Please answer these questions using the statement on Afghanistan below.
(a) On what date and in what city was the statement given?
(b) Who conducted the independent review whose programmatic proposals drew total consensus?
(c) Which four groups are named as Afghanistan's diverse groups?
===== SELECTED EXCERPT
Secretary-General's statement following two-day meeting of special envoys on Afghanistan

19 Feb 2024

Secretary-General's statement following two-day meeting of special envoys on Afghanistan

DOHA, QATAR - UN Secretary-General’s media stakeout in Doha, Qatar, following two-day meeting of special envoys on Afghanistan.



Doha, Qatar - 19 February, 2024

Ladies and Gentlemen of the press,

We just finished the main session of our meeting.

Another session is now taking place with representatives of the civil society of Afghanistan.

There is a total identity of points of view of all members in relation to the end game: What do we want?

We want an Afghanistan in peace.

Peace with itself and peace with its neighbors. 

Able to assume the commitments and international obligations of a sovereign state and at the same time, doing so in relation to the international community, the other countries, its neighbors, and in relation to the rights of its own population.

At that same time an Afghanistan fully integrated in all the mechanisms, political and economic, of the international community.

This is the objective, the endgame.

To reach this endgame, there was also total consensus in relation to the programmatic proposals, included in the independent review that was conducted by Ambassador Feridun Sinirlioğlu, and that cover all the main areas of concern of both the international community and of the de facto authorities of Afghanistan.

First, the need for Afghanistan not to be the hotbed of terrorist activities that impact other countries.

Second, the vision of Afghanistan with inclusive institutions in which its diverse groups - we have Uzbeks, Tajiks, Pashtuns, Hazaras - all feel represented in a state that is truly inclusive.

Third, a concern about the respect of human rights and, in particular, the rights of women and girls.

We can see that it is essential to revoke the decisions that do not allow girls to be in secondary and tertiary school and do not allow women to effectively work in the majority of the professions.

Then a concern, but at the same time with recognition of the progress made, in relation to the questions of drug trafficking and drug cultivation.
==========
===== INFORMATION GIVEN
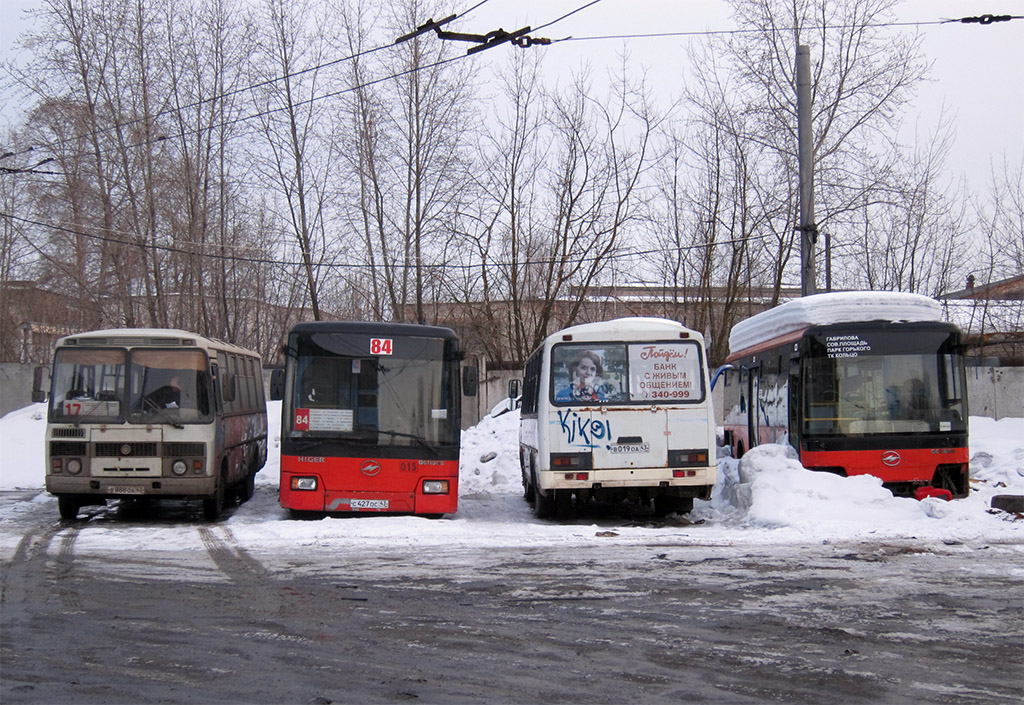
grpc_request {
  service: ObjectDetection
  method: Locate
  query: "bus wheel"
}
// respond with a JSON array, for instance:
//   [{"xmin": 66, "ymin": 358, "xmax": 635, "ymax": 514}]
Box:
[
  {"xmin": 653, "ymin": 497, "xmax": 693, "ymax": 516},
  {"xmin": 239, "ymin": 468, "xmax": 256, "ymax": 502},
  {"xmin": 203, "ymin": 472, "xmax": 227, "ymax": 522},
  {"xmin": 57, "ymin": 495, "xmax": 80, "ymax": 522},
  {"xmin": 534, "ymin": 479, "xmax": 555, "ymax": 519},
  {"xmin": 522, "ymin": 459, "xmax": 537, "ymax": 504},
  {"xmin": 552, "ymin": 490, "xmax": 572, "ymax": 519}
]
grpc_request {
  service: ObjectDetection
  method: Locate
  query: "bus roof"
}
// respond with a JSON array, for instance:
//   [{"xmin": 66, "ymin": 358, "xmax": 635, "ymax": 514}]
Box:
[
  {"xmin": 548, "ymin": 316, "xmax": 703, "ymax": 342},
  {"xmin": 291, "ymin": 321, "xmax": 458, "ymax": 338},
  {"xmin": 56, "ymin": 328, "xmax": 259, "ymax": 357},
  {"xmin": 729, "ymin": 291, "xmax": 944, "ymax": 357}
]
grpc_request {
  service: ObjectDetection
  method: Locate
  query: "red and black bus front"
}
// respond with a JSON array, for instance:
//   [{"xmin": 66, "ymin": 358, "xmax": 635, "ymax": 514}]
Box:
[{"xmin": 791, "ymin": 322, "xmax": 969, "ymax": 498}]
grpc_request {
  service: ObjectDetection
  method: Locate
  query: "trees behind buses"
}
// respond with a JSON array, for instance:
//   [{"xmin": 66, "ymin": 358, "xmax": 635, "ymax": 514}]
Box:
[
  {"xmin": 42, "ymin": 329, "xmax": 266, "ymax": 520},
  {"xmin": 519, "ymin": 318, "xmax": 716, "ymax": 516}
]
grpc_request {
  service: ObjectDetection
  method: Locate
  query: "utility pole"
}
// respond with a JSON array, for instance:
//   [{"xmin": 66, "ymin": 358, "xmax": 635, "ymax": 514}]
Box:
[{"xmin": 797, "ymin": 44, "xmax": 818, "ymax": 296}]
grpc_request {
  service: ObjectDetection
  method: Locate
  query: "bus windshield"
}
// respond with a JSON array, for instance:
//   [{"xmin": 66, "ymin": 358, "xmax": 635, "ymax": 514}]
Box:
[
  {"xmin": 50, "ymin": 348, "xmax": 127, "ymax": 423},
  {"xmin": 291, "ymin": 333, "xmax": 459, "ymax": 446},
  {"xmin": 804, "ymin": 331, "xmax": 967, "ymax": 436},
  {"xmin": 129, "ymin": 349, "xmax": 211, "ymax": 423},
  {"xmin": 50, "ymin": 347, "xmax": 211, "ymax": 423}
]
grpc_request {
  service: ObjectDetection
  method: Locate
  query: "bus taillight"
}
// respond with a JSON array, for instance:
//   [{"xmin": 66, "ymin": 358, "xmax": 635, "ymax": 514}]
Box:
[
  {"xmin": 551, "ymin": 453, "xmax": 594, "ymax": 470},
  {"xmin": 669, "ymin": 450, "xmax": 708, "ymax": 467},
  {"xmin": 423, "ymin": 480, "xmax": 449, "ymax": 495},
  {"xmin": 291, "ymin": 476, "xmax": 316, "ymax": 490}
]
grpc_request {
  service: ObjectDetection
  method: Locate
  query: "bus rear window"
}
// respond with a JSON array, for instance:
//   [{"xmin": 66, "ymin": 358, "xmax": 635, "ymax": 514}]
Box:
[{"xmin": 551, "ymin": 340, "xmax": 705, "ymax": 404}]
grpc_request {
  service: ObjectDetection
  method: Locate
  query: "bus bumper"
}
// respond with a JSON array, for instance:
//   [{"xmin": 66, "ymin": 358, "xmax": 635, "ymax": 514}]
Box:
[
  {"xmin": 46, "ymin": 474, "xmax": 217, "ymax": 499},
  {"xmin": 538, "ymin": 466, "xmax": 717, "ymax": 498}
]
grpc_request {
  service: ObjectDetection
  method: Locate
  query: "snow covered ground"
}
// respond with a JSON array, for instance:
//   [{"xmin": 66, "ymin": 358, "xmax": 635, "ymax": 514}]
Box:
[{"xmin": 0, "ymin": 403, "xmax": 1024, "ymax": 553}]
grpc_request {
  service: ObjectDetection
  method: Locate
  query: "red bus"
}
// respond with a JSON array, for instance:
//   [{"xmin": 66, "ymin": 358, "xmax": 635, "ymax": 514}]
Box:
[
  {"xmin": 723, "ymin": 291, "xmax": 969, "ymax": 499},
  {"xmin": 271, "ymin": 322, "xmax": 476, "ymax": 516}
]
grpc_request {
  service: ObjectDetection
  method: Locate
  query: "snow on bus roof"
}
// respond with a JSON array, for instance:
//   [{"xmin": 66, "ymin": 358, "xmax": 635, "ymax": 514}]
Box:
[
  {"xmin": 729, "ymin": 291, "xmax": 944, "ymax": 354},
  {"xmin": 549, "ymin": 316, "xmax": 699, "ymax": 337}
]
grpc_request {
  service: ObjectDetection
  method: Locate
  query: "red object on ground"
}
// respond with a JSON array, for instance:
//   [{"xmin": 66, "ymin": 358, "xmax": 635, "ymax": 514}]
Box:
[{"xmin": 913, "ymin": 485, "xmax": 953, "ymax": 502}]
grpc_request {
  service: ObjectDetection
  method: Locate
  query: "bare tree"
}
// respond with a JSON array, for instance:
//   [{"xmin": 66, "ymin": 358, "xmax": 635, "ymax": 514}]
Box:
[
  {"xmin": 253, "ymin": 0, "xmax": 335, "ymax": 320},
  {"xmin": 714, "ymin": 0, "xmax": 927, "ymax": 298}
]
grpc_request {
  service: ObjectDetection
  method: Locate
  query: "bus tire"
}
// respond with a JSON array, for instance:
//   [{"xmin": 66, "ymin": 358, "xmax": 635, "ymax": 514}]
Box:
[
  {"xmin": 653, "ymin": 497, "xmax": 693, "ymax": 516},
  {"xmin": 203, "ymin": 471, "xmax": 227, "ymax": 522},
  {"xmin": 57, "ymin": 495, "xmax": 81, "ymax": 522},
  {"xmin": 239, "ymin": 467, "xmax": 256, "ymax": 503},
  {"xmin": 534, "ymin": 478, "xmax": 555, "ymax": 519},
  {"xmin": 522, "ymin": 457, "xmax": 537, "ymax": 505},
  {"xmin": 551, "ymin": 490, "xmax": 572, "ymax": 519}
]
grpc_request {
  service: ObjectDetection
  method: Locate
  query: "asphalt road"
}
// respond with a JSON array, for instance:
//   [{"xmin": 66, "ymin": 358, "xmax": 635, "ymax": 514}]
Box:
[{"xmin": 0, "ymin": 489, "xmax": 1024, "ymax": 705}]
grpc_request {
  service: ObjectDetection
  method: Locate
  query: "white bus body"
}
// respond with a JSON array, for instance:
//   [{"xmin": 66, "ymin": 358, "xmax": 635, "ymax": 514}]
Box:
[
  {"xmin": 519, "ymin": 318, "xmax": 716, "ymax": 516},
  {"xmin": 46, "ymin": 329, "xmax": 266, "ymax": 520}
]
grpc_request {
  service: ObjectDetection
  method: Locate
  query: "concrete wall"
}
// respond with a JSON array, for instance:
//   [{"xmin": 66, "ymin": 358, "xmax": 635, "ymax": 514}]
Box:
==========
> **TASK RESULT**
(a) 19 February 2024, in Doha, Qatar.
(b) Ambassador Feridun Sinirlioğlu.
(c) Uzbeks, Tajiks, Pashtuns and Hazaras.